### Directions
Quote all lines below exactly. Images stay out.
=-=-=
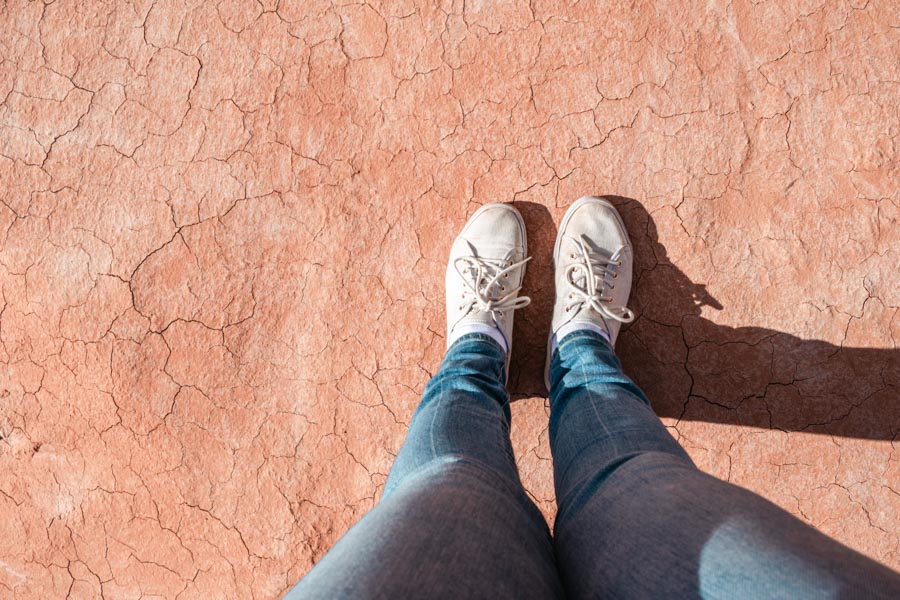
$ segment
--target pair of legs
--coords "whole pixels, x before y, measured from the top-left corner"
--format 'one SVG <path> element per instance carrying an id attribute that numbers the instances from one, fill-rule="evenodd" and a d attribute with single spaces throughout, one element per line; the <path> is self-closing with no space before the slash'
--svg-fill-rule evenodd
<path id="1" fill-rule="evenodd" d="M 621 221 L 597 202 L 579 210 L 589 214 L 567 214 L 560 240 L 578 235 L 554 255 L 553 536 L 509 440 L 509 313 L 522 305 L 525 247 L 484 250 L 517 239 L 495 215 L 483 235 L 467 225 L 461 293 L 448 269 L 452 343 L 381 501 L 288 597 L 900 598 L 896 573 L 693 465 L 613 351 L 611 320 L 630 313 L 630 271 L 615 271 L 630 257 Z"/>
<path id="2" fill-rule="evenodd" d="M 379 504 L 290 598 L 897 598 L 895 573 L 699 471 L 594 332 L 551 368 L 554 536 L 519 481 L 505 354 L 457 340 Z"/>

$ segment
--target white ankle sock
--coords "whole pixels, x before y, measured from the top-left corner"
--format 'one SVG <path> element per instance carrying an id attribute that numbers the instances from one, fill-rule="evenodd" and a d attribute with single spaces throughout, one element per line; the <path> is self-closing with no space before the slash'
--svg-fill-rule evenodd
<path id="1" fill-rule="evenodd" d="M 603 339 L 605 339 L 607 342 L 609 341 L 609 332 L 600 325 L 596 325 L 594 323 L 586 323 L 584 321 L 569 321 L 553 332 L 553 337 L 550 338 L 550 356 L 553 356 L 553 353 L 556 352 L 556 347 L 564 337 L 566 337 L 573 331 L 579 331 L 581 329 L 587 329 L 588 331 L 599 333 L 603 336 Z"/>
<path id="2" fill-rule="evenodd" d="M 483 323 L 472 323 L 470 325 L 454 327 L 453 331 L 451 331 L 450 335 L 447 337 L 447 347 L 449 348 L 453 345 L 453 342 L 469 333 L 483 333 L 484 335 L 490 336 L 491 339 L 500 344 L 500 347 L 503 348 L 504 352 L 509 354 L 509 345 L 506 342 L 506 338 L 500 333 L 500 330 L 490 325 L 484 325 Z"/>

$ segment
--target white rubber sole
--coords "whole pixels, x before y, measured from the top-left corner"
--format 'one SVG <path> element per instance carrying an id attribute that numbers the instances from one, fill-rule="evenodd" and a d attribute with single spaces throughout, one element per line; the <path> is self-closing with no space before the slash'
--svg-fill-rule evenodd
<path id="1" fill-rule="evenodd" d="M 622 233 L 625 234 L 625 241 L 629 246 L 631 246 L 631 238 L 628 237 L 628 229 L 625 227 L 625 222 L 622 220 L 622 215 L 619 214 L 619 211 L 616 210 L 616 207 L 613 206 L 612 202 L 609 200 L 604 200 L 603 198 L 598 198 L 597 196 L 582 196 L 578 200 L 576 200 L 572 206 L 570 206 L 566 210 L 566 214 L 563 215 L 562 222 L 559 224 L 559 231 L 556 234 L 556 243 L 553 245 L 553 283 L 556 285 L 556 261 L 559 259 L 559 248 L 562 245 L 563 240 L 563 232 L 566 230 L 566 227 L 569 226 L 569 221 L 572 219 L 572 215 L 575 214 L 579 208 L 586 204 L 597 204 L 600 206 L 604 206 L 612 210 L 612 213 L 616 216 L 616 221 L 619 223 L 619 227 L 622 228 Z M 556 306 L 556 298 L 553 299 L 553 305 Z M 544 361 L 544 385 L 547 386 L 547 391 L 550 391 L 550 361 L 553 359 L 553 356 L 550 354 L 550 347 L 553 343 L 553 329 L 551 326 L 550 335 L 547 336 L 547 359 Z"/>

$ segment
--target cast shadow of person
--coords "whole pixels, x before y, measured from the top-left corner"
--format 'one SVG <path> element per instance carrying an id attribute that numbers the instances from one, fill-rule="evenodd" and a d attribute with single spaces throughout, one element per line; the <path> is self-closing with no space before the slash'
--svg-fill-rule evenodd
<path id="1" fill-rule="evenodd" d="M 841 347 L 704 318 L 704 307 L 728 307 L 669 261 L 639 202 L 606 199 L 618 208 L 635 248 L 629 306 L 637 318 L 622 328 L 616 351 L 659 416 L 877 440 L 900 434 L 900 349 Z M 515 400 L 547 395 L 556 226 L 546 207 L 513 204 L 525 219 L 533 257 L 524 286 L 532 304 L 516 317 L 509 381 Z"/>

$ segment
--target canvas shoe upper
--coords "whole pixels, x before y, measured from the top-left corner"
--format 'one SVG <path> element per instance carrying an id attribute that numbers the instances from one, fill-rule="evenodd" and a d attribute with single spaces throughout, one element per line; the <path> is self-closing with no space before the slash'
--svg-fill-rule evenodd
<path id="1" fill-rule="evenodd" d="M 519 296 L 528 247 L 525 223 L 508 204 L 486 204 L 466 222 L 447 264 L 447 346 L 466 333 L 482 332 L 507 352 L 513 313 L 531 300 Z"/>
=-=-=
### Your solution
$ segment
--target pair of legs
--coords "whole pixels, x before y, measured from the top-left corner"
--format 'one SVG <path> element per instance carrying an id attribute that numbers the instances from one, fill-rule="evenodd" and a d attribute with single spaces throughout, one element per line; the <path> is self-closing with no space before the slash'
--svg-fill-rule evenodd
<path id="1" fill-rule="evenodd" d="M 621 221 L 597 202 L 579 210 L 589 214 L 567 214 L 560 240 L 578 235 L 554 255 L 553 536 L 509 440 L 509 313 L 522 305 L 525 247 L 484 250 L 517 239 L 495 215 L 483 235 L 467 225 L 461 293 L 448 269 L 452 343 L 381 501 L 288 597 L 900 598 L 896 573 L 693 465 L 613 351 L 611 320 L 630 313 L 630 271 L 615 271 L 630 257 Z"/>
<path id="2" fill-rule="evenodd" d="M 379 504 L 290 598 L 897 598 L 895 573 L 699 471 L 594 332 L 551 368 L 554 536 L 519 481 L 505 354 L 457 340 Z"/>

$ segment
--target white ankle sock
--coords "whole pixels, x before y, measured from the top-left corner"
--format 'one SVG <path> element per instance carrying an id attribute that numbers the instances from one, fill-rule="evenodd" and a d attribute with single spaces throughout, one element per line; the <path> is self-closing with no space before the slash'
--svg-fill-rule evenodd
<path id="1" fill-rule="evenodd" d="M 603 339 L 605 339 L 607 342 L 609 341 L 609 332 L 600 325 L 596 325 L 594 323 L 586 323 L 584 321 L 569 321 L 553 332 L 553 337 L 550 338 L 550 356 L 553 356 L 553 353 L 556 352 L 556 347 L 564 337 L 566 337 L 573 331 L 579 331 L 581 329 L 587 329 L 588 331 L 599 333 L 603 336 Z"/>
<path id="2" fill-rule="evenodd" d="M 483 323 L 472 323 L 470 325 L 454 327 L 453 331 L 451 331 L 450 335 L 447 337 L 447 347 L 449 348 L 453 345 L 453 342 L 469 333 L 483 333 L 484 335 L 490 336 L 491 339 L 500 344 L 500 347 L 503 348 L 504 352 L 509 354 L 509 345 L 506 342 L 506 338 L 500 333 L 500 330 L 490 325 L 484 325 Z"/>

$ segment
--target white rubber sole
--coords "whole pixels, x before y, measured from the top-left corner"
--format 'one SVG <path> element per instance carrying an id attribute that numbers the instances from one, fill-rule="evenodd" and a d attribute with single spaces throughout, one element per line; the <path> is self-closing with no space before the slash'
--svg-fill-rule evenodd
<path id="1" fill-rule="evenodd" d="M 622 233 L 625 234 L 625 241 L 629 246 L 631 246 L 631 238 L 628 237 L 628 229 L 625 227 L 625 222 L 622 220 L 622 215 L 619 214 L 619 211 L 616 210 L 616 207 L 613 206 L 612 202 L 609 200 L 604 200 L 603 198 L 598 198 L 597 196 L 582 196 L 578 200 L 576 200 L 572 206 L 570 206 L 566 210 L 566 214 L 563 215 L 562 222 L 559 224 L 559 231 L 556 234 L 556 243 L 553 245 L 553 283 L 556 285 L 556 261 L 559 259 L 559 248 L 562 245 L 563 240 L 563 232 L 566 230 L 566 227 L 569 226 L 569 221 L 572 219 L 572 215 L 575 214 L 579 208 L 586 204 L 597 204 L 600 206 L 604 206 L 612 210 L 612 213 L 616 216 L 616 221 L 619 223 L 619 227 L 622 228 Z M 556 306 L 556 298 L 553 299 L 553 305 Z M 544 361 L 544 385 L 547 386 L 547 391 L 550 391 L 550 361 L 553 359 L 553 356 L 550 354 L 550 347 L 553 343 L 553 329 L 551 326 L 550 335 L 547 336 L 547 359 Z"/>

$ segment
--target cast shadow of person
--coords "whole pixels, x before y, measured from the top-left corner"
--format 'one SVG <path> element per instance carrying an id attribute that numbers the instances from one, fill-rule="evenodd" and a d attribute with single spaces throughout, one element per line; the <path> is self-closing with no space before the slash'
--svg-fill-rule evenodd
<path id="1" fill-rule="evenodd" d="M 841 347 L 704 318 L 704 307 L 728 307 L 669 261 L 639 202 L 606 199 L 618 208 L 635 248 L 629 306 L 637 318 L 622 328 L 616 351 L 659 416 L 877 440 L 900 434 L 900 349 Z M 515 400 L 547 395 L 556 226 L 546 207 L 513 204 L 525 219 L 533 257 L 524 286 L 532 304 L 516 317 L 509 381 Z"/>

$ segment
--target canvas shoe upper
--coords "whole pixels, x before y, measured from the top-left corner"
--format 'one SVG <path> element per instance carrying an id attribute that numbers the instances from one, fill-rule="evenodd" and a d attribute with single spaces throughout, one element per line; the <path> is self-closing with no space before the slash'
--svg-fill-rule evenodd
<path id="1" fill-rule="evenodd" d="M 519 296 L 528 247 L 525 223 L 508 204 L 486 204 L 466 222 L 447 264 L 447 346 L 466 333 L 482 332 L 507 352 L 513 313 L 531 300 Z"/>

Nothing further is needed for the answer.